Text section ::
The following are selected quotes from Democratic gubernatorial candidate Wendy Davis' memoir, where she outlines her two personal experiences with abortion. Davis' new book, Forgetting to Be Afraid, officially goes on sale on Tuesday.
On her abortion following an ectopic pregnancy:
“That day in our doctor’s office, Jeff holding my hand as we looked at the sonogram screen, searching for our baby and seeing on the odd-shaped sac with no sign of life there, was a devastating one. Our 'Lucas' had implanted in a fallopian tube, rather than in my uterus ... My doctor advised us that it would be dangerous to my health to continue the pregnancy … The only medical option was to have surgery to terminate the pregnancy and remove the affected fallopian tube — which in Texas is technically considered an abortion, and doctors have to report it as such."
On her pregnancy following that ectopic pregnancy:
“We stopped taking any measures to prevent a pregnancy, and, knowing that with only one fallopian tube our chances were greatly compromised, I secretly prayed that were it God’s plan for us we would find ourselves expecting again ... “When the sonogram revealed that I was expecting a girl, we were elated. We would have three wonderful girls. We picked out her name, Tate Elise."
“… He repositioned my chair to its upright position and reached for a box of Kleenex, his hand actually shaking. I remember it like it was yesterday. I was immediately filled with dread ... I don’t recall exactly what he said at that point. But I do remember the words 'Dandy-Walker syndrome.' An acute brain abnormality."
“I couldn’t breathe. I literally couldn’t catch my breath. My baby. My precious baby Tate. I don’t remember much else about that day other than calling Jeff, trying to contain my hysterical crying. The rest of it is a shocked, haze-filled blur.”

Parts of the exercise ::
a: Decide whether each statement below agrees with the memoir excerpts, answering yes or no and quoting the words of the excerpts that settle it. (i) The first pregnancy described had implanted in a fallopian tube. (ii) The sonogram in the later pregnancy showed a boy. (iii) Forgetting to Be Afraid officially goes on sale on a Monday.
b: Copy down the part of the memoir excerpts starting at "The following are" and ending at "sale on Tuesday.".
c: In the memoir excerpts, what name was picked out for the baby girl?

Data under study ::
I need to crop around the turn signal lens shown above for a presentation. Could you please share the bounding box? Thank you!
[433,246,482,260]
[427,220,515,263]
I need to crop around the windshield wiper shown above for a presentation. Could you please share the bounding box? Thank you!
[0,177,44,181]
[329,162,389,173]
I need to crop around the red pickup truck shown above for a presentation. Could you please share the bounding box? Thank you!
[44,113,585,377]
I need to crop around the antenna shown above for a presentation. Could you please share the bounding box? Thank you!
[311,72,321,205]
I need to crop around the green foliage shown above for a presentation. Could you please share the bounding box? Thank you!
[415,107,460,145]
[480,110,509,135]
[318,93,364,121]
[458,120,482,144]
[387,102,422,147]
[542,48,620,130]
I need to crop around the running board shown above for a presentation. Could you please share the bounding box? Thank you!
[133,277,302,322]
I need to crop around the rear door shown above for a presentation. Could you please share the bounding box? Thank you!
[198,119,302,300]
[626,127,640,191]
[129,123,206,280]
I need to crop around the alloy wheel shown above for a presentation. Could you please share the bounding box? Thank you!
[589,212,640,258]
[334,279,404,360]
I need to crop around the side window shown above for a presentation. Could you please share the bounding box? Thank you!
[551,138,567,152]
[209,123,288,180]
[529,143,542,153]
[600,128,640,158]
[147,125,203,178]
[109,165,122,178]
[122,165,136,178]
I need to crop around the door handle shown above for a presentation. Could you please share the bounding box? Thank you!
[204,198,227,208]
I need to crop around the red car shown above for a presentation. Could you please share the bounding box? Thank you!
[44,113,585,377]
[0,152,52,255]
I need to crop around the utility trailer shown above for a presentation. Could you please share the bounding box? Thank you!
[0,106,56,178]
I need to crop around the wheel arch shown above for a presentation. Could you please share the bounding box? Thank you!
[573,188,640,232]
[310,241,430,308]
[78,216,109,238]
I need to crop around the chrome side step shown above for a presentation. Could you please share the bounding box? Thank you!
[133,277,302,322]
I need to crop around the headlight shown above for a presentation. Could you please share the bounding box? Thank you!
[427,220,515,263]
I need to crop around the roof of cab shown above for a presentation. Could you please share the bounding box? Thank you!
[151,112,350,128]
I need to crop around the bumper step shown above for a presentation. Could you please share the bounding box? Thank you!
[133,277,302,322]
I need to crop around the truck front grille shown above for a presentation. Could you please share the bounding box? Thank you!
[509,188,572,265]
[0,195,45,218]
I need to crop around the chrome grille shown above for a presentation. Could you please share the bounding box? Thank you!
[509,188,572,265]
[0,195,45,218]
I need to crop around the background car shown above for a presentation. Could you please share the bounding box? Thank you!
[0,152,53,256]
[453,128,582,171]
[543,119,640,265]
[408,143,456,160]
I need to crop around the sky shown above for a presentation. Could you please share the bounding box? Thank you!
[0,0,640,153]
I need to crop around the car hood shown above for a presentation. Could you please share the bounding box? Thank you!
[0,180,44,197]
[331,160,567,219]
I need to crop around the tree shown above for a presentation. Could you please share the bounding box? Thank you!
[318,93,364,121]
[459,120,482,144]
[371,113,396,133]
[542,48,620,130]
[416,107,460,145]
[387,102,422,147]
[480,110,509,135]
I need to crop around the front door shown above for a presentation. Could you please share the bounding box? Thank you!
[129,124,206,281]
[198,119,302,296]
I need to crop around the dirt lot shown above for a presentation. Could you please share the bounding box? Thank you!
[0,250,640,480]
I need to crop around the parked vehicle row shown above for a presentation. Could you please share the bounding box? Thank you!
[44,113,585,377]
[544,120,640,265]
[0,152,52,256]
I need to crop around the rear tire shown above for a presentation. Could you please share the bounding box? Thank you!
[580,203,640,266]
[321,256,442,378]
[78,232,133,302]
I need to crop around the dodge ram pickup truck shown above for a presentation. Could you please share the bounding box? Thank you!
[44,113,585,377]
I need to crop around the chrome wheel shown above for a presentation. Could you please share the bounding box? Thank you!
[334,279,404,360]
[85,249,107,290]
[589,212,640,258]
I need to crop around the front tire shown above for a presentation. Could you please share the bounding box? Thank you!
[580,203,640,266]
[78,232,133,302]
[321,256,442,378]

Exercise responses ::
a:
(i) Yes: "Our 'Lucas' had implanted in a fallopian tube, rather than in my uterus"
(ii) No: "When the sonogram revealed that I was expecting a girl, we were elated."
(iii) No: "Davis' new book, Forgetting to Be Afraid, officially goes on sale on Tuesday."

b:
The following are selected quotes from Democratic gubernatorial candidate Wendy Davis' memoir, where she outlines her two personal experiences with abortion. Davis' new book, Forgetting to Be Afraid, officially goes on sale on Tuesday.

c: Tate Elise